• Exercise details: Give only the number of lines in the data below that contain the string "with", matching case exactly.

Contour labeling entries
····················

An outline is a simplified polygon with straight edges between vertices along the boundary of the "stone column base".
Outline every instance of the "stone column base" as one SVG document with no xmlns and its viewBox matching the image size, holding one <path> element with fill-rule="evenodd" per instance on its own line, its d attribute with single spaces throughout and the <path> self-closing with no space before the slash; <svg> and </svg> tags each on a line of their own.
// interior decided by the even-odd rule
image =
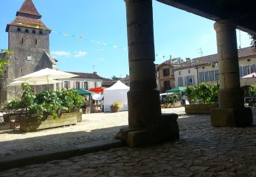
<svg viewBox="0 0 256 177">
<path fill-rule="evenodd" d="M 131 129 L 122 128 L 115 135 L 131 147 L 141 147 L 150 144 L 177 140 L 180 138 L 176 114 L 162 114 L 158 125 L 151 127 Z"/>
<path fill-rule="evenodd" d="M 216 108 L 211 110 L 212 127 L 248 127 L 253 123 L 250 108 Z"/>
</svg>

····················

• Exercise solution: 2